▶
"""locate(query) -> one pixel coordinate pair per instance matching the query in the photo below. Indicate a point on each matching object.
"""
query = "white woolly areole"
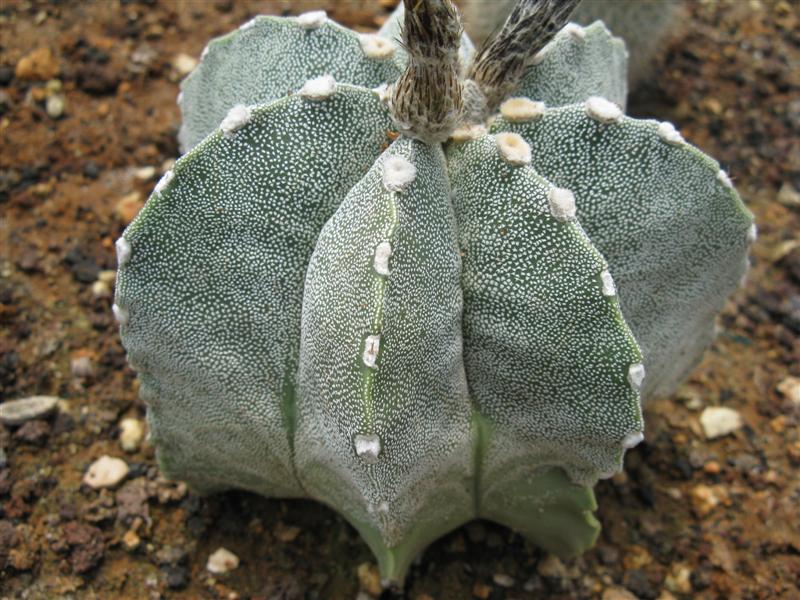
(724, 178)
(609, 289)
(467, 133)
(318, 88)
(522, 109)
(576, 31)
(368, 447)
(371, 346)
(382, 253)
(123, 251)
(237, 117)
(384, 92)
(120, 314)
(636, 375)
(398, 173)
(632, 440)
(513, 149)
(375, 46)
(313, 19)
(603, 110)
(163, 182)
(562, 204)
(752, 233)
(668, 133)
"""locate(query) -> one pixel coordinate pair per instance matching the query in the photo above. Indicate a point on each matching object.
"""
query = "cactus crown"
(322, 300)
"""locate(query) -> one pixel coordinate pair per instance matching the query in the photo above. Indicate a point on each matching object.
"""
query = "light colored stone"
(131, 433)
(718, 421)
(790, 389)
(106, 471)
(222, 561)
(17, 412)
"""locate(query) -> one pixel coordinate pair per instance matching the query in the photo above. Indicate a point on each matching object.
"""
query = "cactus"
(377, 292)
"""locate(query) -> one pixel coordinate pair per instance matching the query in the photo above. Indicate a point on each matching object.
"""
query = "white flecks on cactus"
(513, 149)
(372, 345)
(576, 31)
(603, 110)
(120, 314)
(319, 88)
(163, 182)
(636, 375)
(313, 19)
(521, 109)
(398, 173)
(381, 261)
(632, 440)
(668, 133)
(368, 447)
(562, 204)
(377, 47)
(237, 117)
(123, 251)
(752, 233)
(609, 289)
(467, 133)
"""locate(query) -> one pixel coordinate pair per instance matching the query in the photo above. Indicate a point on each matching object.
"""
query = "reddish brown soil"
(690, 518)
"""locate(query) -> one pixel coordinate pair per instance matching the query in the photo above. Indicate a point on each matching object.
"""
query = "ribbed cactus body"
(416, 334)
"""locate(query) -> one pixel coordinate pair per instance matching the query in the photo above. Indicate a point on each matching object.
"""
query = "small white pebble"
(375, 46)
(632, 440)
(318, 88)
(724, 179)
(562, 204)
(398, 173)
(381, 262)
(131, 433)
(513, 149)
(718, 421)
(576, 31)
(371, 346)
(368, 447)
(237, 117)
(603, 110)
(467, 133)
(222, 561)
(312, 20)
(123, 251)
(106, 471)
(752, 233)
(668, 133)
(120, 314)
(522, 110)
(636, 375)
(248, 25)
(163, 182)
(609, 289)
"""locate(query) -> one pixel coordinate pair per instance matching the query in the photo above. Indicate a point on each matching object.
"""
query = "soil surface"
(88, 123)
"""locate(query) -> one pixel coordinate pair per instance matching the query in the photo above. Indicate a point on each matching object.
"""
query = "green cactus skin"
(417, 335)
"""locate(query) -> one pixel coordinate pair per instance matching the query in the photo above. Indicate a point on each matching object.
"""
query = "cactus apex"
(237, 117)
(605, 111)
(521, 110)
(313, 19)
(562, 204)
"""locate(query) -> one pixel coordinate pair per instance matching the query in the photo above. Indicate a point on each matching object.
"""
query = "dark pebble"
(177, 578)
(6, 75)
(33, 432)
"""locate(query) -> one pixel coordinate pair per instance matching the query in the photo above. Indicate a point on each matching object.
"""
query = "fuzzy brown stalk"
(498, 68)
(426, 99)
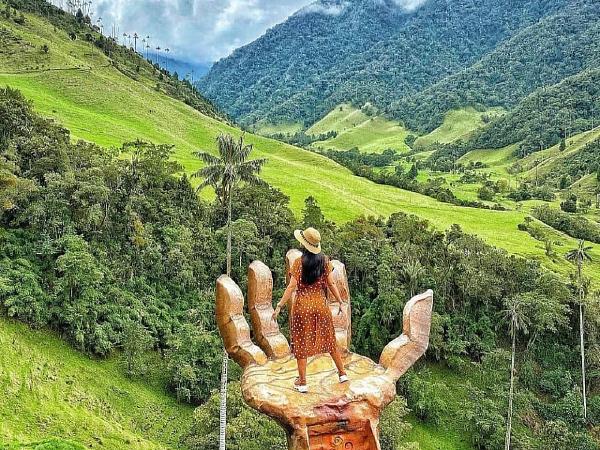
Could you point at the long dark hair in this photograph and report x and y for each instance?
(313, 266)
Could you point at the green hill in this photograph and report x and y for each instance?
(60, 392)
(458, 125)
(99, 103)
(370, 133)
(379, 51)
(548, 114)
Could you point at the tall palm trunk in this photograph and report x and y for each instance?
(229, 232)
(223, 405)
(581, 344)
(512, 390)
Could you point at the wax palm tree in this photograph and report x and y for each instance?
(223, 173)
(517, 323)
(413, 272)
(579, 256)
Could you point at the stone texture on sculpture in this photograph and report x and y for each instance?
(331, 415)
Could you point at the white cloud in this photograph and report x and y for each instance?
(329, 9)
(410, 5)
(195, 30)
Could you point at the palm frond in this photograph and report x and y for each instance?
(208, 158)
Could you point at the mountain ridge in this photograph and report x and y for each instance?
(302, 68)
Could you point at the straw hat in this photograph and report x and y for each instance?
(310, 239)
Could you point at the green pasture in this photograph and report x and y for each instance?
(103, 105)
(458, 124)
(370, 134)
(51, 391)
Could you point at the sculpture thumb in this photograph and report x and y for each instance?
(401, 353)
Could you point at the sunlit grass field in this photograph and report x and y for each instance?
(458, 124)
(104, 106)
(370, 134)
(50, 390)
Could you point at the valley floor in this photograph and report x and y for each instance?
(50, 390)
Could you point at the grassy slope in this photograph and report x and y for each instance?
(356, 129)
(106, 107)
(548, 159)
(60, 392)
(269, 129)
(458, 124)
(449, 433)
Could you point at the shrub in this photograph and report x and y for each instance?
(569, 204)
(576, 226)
◀
▶
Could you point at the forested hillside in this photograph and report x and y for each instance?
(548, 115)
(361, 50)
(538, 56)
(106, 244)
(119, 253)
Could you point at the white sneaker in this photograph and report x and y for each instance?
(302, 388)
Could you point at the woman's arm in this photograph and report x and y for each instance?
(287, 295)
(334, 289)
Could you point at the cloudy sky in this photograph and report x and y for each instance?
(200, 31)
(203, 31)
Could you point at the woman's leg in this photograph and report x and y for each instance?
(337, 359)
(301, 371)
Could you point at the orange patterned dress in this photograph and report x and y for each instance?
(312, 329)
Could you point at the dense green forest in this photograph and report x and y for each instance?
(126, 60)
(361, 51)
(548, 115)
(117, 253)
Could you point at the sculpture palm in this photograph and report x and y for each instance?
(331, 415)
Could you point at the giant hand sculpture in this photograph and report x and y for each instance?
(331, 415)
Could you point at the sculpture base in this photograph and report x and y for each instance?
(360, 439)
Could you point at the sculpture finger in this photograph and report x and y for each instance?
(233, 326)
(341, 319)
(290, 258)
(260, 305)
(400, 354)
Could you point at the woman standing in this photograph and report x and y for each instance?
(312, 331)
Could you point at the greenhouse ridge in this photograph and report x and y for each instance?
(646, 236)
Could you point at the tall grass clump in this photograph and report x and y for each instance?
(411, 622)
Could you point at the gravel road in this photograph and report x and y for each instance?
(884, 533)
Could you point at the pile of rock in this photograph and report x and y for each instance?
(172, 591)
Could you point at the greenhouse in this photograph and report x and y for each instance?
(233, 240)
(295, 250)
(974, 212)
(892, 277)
◀
Please count the lines in the records above that contain the string "ridge", treating uppercase and lowercase as different, and give only the number.

**Solution to the exercise**
2